EXTRAIT PROPOSÉ
+-------+

Archive pour août 2011

sur le vif #27 : voyageur sans bagage

Dans le couloir, il défait les sacs les uns après les autres. Il les défait, ou plus exactement, il les extrait de l’habitacle qui leur est réservé dans le train. Il se saisit d’un, le pose à ses pieds, délicatement, afin de ne pas heurter ses orteils qui dépassent de ses sandalettes, menacés qu’ils sont par la chute inopinée et malencontreuse d’un des précieux bagage. Quand il a finit, il remet tout en place. Il croit à l’identique, mais un maniaque du rangement trouverait sans nul doute à redire. Il réitère son manège de la sorte, une, deux, trois fois.

Le remue-ménage du couloir commence à faire sortir de leurs torpeurs les voyageurs de la nuit. Ceux qui dormaient sur leurs deux oreilles, en on déposé une dans le couloir afin de mieux s’enquérir du trouble sonore. Ceux qui ne lisaient que d’un œil leur magazine vite accroché à leur bras lors de leur arrivée en gare, ont désormais les deux fixement calés dans la tablette de plastique qui leur fait face. Pas de chances pour ces lecteurs inattentifs, le bruit est dans leurs dos, nulle possibilité de regarder le péril directement dans les yeux. Si l’inquiétude monde à l’écoute de ce bruit, ce n’est pas encore suffisant pour faire volte-face et faire face au danger. Subterfuge humain d’évitement du péril, dans un premier temps, refusant de l’admettre, l’homme l’ignore et le nie en ne confrontant pas ses sens à ses quelques expressions. Lorsqu’il ne sera plus possible d’ignorer sa présence, à deux pas de là, il faudra alors véritablement le prendre à bras le corps.

+-------+

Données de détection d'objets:
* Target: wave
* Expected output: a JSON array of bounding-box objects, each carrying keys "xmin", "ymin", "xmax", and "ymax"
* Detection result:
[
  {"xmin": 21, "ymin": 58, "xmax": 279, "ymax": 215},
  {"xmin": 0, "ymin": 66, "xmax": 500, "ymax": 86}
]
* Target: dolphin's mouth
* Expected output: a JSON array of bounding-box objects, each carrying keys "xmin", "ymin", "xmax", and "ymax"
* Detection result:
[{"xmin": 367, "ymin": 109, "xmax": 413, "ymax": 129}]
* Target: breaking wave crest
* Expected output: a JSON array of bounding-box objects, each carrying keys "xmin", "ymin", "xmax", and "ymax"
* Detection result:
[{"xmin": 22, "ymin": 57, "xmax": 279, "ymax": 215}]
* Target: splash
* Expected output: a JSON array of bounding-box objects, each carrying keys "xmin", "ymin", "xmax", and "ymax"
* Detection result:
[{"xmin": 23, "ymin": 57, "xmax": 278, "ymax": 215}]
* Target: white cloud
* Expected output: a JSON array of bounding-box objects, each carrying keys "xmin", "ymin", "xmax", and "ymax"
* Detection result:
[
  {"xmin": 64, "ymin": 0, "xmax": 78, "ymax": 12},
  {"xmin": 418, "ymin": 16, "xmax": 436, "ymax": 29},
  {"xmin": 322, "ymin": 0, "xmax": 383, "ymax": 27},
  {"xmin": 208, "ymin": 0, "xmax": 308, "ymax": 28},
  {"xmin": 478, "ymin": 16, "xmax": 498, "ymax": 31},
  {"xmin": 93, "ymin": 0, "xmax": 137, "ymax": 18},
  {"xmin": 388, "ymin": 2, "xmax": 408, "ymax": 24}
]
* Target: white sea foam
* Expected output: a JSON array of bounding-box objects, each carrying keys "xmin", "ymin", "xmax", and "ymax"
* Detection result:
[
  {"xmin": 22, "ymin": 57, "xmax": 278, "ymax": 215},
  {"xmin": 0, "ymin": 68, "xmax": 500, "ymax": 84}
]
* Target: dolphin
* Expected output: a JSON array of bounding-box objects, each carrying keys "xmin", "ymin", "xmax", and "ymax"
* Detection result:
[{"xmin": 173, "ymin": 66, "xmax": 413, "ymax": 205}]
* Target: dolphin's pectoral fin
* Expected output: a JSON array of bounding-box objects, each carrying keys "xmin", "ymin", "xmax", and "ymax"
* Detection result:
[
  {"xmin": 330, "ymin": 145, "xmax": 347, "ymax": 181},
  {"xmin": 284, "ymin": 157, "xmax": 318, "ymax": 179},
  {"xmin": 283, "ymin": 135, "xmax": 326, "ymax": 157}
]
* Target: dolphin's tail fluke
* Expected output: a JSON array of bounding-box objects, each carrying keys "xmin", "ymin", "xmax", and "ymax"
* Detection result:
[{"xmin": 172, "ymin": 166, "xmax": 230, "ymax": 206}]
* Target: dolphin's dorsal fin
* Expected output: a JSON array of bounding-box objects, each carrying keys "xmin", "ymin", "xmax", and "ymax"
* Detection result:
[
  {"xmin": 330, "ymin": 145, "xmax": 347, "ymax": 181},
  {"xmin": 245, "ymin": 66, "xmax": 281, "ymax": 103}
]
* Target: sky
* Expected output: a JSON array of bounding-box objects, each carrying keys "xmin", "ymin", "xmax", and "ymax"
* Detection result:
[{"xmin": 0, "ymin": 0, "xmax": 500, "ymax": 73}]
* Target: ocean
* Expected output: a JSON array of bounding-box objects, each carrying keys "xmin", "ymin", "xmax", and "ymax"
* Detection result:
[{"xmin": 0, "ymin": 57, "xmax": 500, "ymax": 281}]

+-------+

CONSIGNES
A) Recopiez fidèlement le passage du texte qui va de « sur le vif #27 » à « deux, trois fois. ».
B) Relevez tous les noms désignant une partie du corps dans le paragraphe du texte qui commence par « Le remue-ménage du couloir ».

CORRIGÉ
A)
sur le vif #27 : voyageur sans bagage

Dans le couloir, il défait les sacs les uns après les autres. Il les défait, ou plus exactement, il les extrait de l’habitacle qui leur est réservé dans le train. Il se saisit d’un, le pose à ses pieds, délicatement, afin de ne pas heurter ses orteils qui dépassent de ses sandalettes, menacés qu’ils sont par la chute inopinée et malencontreuse d’un des précieux bagage. Quand il a finit, il remet tout en place. Il croit à l’identique, mais un maniaque du rangement trouverait sans nul doute à redire. Il réitère son manège de la sorte, une, deux, trois fois.

B) oreilles, œil, bras, yeux, dos, corps